**Schriftliche Aufgabe A:** Gib aus dem Text über Schaidingers Gedenkreden den Abschnitt von "Zu den „Opfern" bis einschließlich "Wehrmacht kein Holocaust." wortgetreu aus.
**Schriftliche Aufgabe B:** Setze den Text über Schaidingers Gedenkreden im Anschluss an seinen letzten Satz fort.

**Dokumenttext:**
Hat er sich dabei nicht etwas übernommen? Kann man beispielsweise den von Schaidinger angesprochenen mehr als 33.000 ermordeten Juden von Kiew, getötet in der nahegelegenen Schlucht namens Babi Jar, die Würde zurückgeben? Kann man Säuglingen, Kindern, Erwachsenen und Greisen, die einzeln und entkleidet an zwei Septembertagen 1941 mit Handfeuerwaffen erschossen und deren Leichen von Wehrmachtseinheiten mit Hilfe von Sprengladungen vergraben wurden, ihre Ehre wiedergeben. Nein, das kann man wohl nicht, keinesfalls im Rahmen eines Holocaust-Gedenktages.
Einundzwanzig von hundert erwachsenen Deutschen unter 30 Jahren können mit dem Begriff Auschwitz nichts anfangen, wissen nichts von dem Vernichtungslager im von Nazideutschland besetzten Polen. Wie viele der Deutschen wissen, was vor 70 Jahren in Babi Jar geschah? Und – um auf Schaidingers Diktum zurückzukommen – wo bleiben die gedenkpolitischen Taten der Stadt Regensburg, die über die „leeren Worte“ hinausgehen?
Trauer Unter den Linden: Soldaten sind Naziopfer
Szenenwechsel. Der Rede zum letztjährigen Volkstrauertag nach zu urteilen, trauert Schaidinger vor allem um deutsche Opfer. Um die Angehörigen und Verwandten, die auf den Schlachtfeldern des Zweiten Weltkriegs ihr Leben ließen. Zudem möchte er der Opfer „gewaltsamer Vertreibung aus dem Sudetenland oder Schlesien, aber auch aus Ostpreußen oder Pommern“ gedenken.
Um das Motto des Tages – die Trauer um die „Opfer der Gewaltherrschaft aller Nationen“ – nicht ganz zu verfehlen, erweiterte er die Gruppen der Opfer um eine weitere. Er erwähnt noch, „dass die Zugehörigkeit zu einer Religionsgemeinschaft, einer ethnischen Gruppe oder einer politischen Partei, dass ein körperliches oder geistiges Gebrechen oder gar die sexuelle Orientierung Grund für massenhafte Verfolgung und Ermordung waren.“ Doch dies sei Vergangenheit, die „sich viele von uns nicht mehr vorstellen“ könnten. Gerade so als ob Schwulen- oder Judenhass still ausgestorben wäre.
Zu den „Opfern des Nationalsozialismus“ zählt Schaidinger bekanntlich auch die Soldaten der Wehrmacht. Dies dürfe man nicht vergessen, und deshalb widmete er diesen Soldaten in seiner Rede in etwa soviel Platz, wie den Opfern aller anderen Nationen zusammen. Der Volkstrauertag bedeutet für den Oberbürgermeister auch einen „Prozess der Auseinandersetzung mit der Geschichte unseres eigenen Landes und unserer Stadt“. Eine Auseinandersetzung mit Massenmorden von Babi Jar und der Rolle der Wehrmacht kann Schaidinger nicht geführt haben, da er sonst nicht so abwegig von der Wehrmacht als Opfer des Nationalsozialismus reden könnte. Was Schaidinger ignoriert: Ohne Angriffs- und Vernichtungskrieg der Wehrmacht kein Holocaust.

**Bereitgestelltes Material:**
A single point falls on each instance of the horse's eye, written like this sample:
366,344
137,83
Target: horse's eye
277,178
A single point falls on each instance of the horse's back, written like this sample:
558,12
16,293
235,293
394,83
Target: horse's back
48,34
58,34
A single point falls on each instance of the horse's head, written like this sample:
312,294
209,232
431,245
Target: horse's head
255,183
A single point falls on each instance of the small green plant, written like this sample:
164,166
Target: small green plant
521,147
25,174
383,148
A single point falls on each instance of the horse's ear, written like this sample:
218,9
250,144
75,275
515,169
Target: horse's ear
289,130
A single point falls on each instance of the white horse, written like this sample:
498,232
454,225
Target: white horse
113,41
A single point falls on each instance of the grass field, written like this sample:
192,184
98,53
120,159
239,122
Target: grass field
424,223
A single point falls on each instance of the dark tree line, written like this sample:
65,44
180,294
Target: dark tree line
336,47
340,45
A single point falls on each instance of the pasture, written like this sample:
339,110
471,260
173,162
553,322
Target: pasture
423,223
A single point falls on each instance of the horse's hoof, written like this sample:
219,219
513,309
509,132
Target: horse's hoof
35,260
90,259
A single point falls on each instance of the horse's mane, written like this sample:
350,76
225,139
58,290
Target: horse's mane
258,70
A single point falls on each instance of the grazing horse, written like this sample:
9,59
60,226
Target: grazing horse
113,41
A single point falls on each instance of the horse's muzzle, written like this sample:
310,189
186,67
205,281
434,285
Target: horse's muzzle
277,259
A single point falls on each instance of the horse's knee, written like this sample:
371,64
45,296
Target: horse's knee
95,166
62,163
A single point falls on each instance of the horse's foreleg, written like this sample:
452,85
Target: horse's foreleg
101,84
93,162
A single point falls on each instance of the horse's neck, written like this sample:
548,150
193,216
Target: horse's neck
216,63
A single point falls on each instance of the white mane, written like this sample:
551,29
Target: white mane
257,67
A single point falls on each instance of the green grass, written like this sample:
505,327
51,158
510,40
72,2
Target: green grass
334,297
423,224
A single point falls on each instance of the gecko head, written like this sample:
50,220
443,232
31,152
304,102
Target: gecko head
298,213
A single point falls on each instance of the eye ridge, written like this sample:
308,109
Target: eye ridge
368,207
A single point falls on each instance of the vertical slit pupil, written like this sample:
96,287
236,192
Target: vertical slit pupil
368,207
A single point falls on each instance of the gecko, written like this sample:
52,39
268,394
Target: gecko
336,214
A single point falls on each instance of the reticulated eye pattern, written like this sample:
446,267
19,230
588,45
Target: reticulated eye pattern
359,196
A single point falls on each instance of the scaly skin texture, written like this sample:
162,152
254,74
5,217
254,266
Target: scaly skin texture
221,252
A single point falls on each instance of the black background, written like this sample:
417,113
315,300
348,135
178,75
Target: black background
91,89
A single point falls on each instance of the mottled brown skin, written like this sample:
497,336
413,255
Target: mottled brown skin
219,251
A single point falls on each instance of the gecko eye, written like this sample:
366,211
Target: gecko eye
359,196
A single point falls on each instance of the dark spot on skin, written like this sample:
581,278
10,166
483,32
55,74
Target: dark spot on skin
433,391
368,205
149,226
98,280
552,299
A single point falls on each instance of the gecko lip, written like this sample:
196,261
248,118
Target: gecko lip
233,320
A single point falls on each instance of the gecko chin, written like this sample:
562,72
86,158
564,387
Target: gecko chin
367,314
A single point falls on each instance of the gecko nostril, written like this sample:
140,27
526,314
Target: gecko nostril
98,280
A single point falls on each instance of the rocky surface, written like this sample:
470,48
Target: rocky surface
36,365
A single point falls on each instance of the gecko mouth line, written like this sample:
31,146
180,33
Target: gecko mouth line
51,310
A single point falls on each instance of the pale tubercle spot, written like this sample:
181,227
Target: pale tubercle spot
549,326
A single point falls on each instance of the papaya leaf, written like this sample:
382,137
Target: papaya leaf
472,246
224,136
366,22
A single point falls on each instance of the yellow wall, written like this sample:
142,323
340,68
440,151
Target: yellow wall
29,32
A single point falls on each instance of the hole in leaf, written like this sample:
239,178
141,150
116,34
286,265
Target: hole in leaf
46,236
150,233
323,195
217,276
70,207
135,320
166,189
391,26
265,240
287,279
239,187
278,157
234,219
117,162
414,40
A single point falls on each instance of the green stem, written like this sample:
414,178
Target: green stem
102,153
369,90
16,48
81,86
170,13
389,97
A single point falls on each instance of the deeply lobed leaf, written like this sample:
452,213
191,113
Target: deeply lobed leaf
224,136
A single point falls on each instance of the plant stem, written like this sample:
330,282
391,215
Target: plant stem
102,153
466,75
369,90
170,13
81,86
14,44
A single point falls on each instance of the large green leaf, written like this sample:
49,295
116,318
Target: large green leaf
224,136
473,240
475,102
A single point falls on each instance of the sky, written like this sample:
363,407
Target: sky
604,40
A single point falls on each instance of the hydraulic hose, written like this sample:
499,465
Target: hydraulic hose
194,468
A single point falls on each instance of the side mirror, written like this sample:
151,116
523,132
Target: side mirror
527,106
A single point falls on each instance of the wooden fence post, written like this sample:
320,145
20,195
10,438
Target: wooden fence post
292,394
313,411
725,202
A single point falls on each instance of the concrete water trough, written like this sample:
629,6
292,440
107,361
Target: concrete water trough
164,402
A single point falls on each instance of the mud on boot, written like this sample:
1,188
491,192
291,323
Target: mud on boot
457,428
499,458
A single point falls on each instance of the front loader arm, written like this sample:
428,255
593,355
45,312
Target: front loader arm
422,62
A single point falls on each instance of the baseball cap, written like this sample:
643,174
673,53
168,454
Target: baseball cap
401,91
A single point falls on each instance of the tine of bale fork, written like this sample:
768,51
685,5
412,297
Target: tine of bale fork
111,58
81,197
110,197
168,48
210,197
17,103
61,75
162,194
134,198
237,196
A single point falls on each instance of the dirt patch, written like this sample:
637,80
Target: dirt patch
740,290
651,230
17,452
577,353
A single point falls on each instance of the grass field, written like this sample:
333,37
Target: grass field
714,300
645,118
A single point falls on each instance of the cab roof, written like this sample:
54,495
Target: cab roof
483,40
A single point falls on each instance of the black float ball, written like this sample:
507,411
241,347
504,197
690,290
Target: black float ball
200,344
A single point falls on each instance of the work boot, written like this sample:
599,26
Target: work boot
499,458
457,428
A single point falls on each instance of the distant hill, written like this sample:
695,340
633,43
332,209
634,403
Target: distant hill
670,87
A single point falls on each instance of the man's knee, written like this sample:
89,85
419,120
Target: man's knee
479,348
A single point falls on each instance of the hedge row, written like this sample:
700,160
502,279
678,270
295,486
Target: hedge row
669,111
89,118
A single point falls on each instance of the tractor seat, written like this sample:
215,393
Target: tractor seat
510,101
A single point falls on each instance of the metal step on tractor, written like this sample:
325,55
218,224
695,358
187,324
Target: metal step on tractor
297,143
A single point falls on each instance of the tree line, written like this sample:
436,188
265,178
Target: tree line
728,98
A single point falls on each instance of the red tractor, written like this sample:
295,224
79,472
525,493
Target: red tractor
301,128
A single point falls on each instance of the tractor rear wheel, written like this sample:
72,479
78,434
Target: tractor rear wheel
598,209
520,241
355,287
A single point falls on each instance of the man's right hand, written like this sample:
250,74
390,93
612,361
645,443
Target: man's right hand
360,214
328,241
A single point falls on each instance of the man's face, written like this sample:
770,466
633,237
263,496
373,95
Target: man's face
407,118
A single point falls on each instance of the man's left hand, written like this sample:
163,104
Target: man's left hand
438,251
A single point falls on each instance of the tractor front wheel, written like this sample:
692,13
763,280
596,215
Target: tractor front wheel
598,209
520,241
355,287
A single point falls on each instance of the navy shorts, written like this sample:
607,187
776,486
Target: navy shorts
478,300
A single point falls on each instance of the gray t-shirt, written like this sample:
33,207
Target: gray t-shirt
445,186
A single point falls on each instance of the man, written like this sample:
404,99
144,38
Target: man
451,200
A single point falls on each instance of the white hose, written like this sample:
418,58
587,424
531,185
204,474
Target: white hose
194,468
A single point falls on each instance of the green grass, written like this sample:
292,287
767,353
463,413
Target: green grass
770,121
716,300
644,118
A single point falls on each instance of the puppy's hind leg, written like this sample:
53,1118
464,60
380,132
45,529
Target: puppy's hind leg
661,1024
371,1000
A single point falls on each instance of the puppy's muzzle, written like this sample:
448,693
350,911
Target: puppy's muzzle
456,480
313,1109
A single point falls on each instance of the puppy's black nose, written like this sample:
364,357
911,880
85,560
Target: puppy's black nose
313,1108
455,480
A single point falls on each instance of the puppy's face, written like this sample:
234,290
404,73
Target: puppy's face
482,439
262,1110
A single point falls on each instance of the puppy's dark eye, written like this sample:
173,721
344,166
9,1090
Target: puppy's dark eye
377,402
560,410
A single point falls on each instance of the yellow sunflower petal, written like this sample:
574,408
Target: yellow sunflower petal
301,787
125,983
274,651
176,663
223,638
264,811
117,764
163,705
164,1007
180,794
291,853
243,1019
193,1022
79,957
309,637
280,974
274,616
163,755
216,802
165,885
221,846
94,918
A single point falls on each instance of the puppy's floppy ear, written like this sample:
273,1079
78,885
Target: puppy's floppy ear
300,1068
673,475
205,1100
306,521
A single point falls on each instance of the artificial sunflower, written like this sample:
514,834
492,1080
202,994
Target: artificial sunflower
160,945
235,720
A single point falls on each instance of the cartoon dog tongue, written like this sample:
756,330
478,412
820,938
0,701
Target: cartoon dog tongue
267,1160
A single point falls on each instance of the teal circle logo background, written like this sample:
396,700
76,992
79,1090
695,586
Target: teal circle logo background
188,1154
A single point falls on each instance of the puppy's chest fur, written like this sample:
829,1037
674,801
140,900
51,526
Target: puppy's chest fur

**Ergebnis A:**
Zu den „Opfern des Nationalsozialismus“ zählt Schaidinger bekanntlich auch die Soldaten der Wehrmacht. Dies dürfe man nicht vergessen, und deshalb widmete er diesen Soldaten in seiner Rede in etwa soviel Platz, wie den Opfern aller anderen Nationen zusammen. Der Volkstrauertag bedeutet für den Oberbürgermeister auch einen „Prozess der Auseinandersetzung mit der Geschichte unseres eigenen Landes und unserer Stadt“. Eine Auseinandersetzung mit Massenmorden von Babi Jar und der Rolle der Wehrmacht kann Schaidinger nicht geführt haben, da er sonst nicht so abwegig von der Wehrmacht als Opfer des Nationalsozialismus reden könnte. Was Schaidinger ignoriert: Ohne Angriffs- und Vernichtungskrieg der Wehrmacht kein Holocaust.

**Ergebnis B:**
Babi Jar – das größte Massaker des Zweiten Weltkriegs
Schon bevor mit der sogenannten Wannsee-Konferenz vom 20. Januar 1942 die bürokratisch-technische Organisation der systematischen Ermordung der europäischen Juden beschlossen wurde, hatten Mitglieder der sogenannten vier Einsatzgruppen im Gefolge und mit der Unterstützung der Wehrmacht fast eine Million Juden und Jüdinnen ermordet. In der Regel durch Erschießen, da es zu diesem Zeitpunkt noch keine baulichen Vernichtungs-Zentren gab. (Die Bauarbeiten für das erste Vernichtungslager im Osten, in Belzec nahe Lublin, begannen erst im November 1941. Wenige Monate später, im Februar 1942, setzte man dort in einer Gaskammer Kohlenmonoxid zur Ermordung von Menschen ein. Diese Tötungstechnik wurde zum ersten Mal um den Jahreswechsel 1939/1940 in Brandenburg an sogenannten Behinderten angewandt.)
Die Einsatzgruppen setzten sich hauptsächlich aus Mitgliedern der Waffen-SS, der Ordnungspolizei, der Geheimen Staatspolizei und zu geringen Anteilen aus anderen Einheiten zusammen. Ihre Stärke betrug zwischen 600 und 900 Personen. An dem Massenmord in Babi Jar war unter anderem das Polizeibataillon 45 beteiligt, das zu dem Polizeiregiment Russland-Süd gehörte. Da dieses Regiment eine Zeitlang unter dem Kommando eines Oberstleutnants der Schutzpolizei, Rene Rosenbauer, stand, der nach dem Krieg in Regensburg lebte, konnte im Mai 1971 vorm Landgericht Regensburg ein „Juden-Mordprozeß“ eröffnet werden.
„Juden-Mordprozeß“ in Regensburg
Den Regensburger Verhandlungen am Landgericht war u. a. ein Militärgerichtsprozess in Nürnberg gegen 24 SS-Führer und Kommandeure von Einsatzgruppen vorausgegangen, der im Jahr 1948 mit 14 Todesurteilen und langjährigen Haftstraften endete. Nur vier der Angeklagten – jene, die gestanden hatten, an den Erschießungen beteiligt gewesen zu sein – wurden im Jahr 1951 in Landsberg hingerichtet. Die anderen wurden bereits zwischen 1951 und 1958 wieder entlassen.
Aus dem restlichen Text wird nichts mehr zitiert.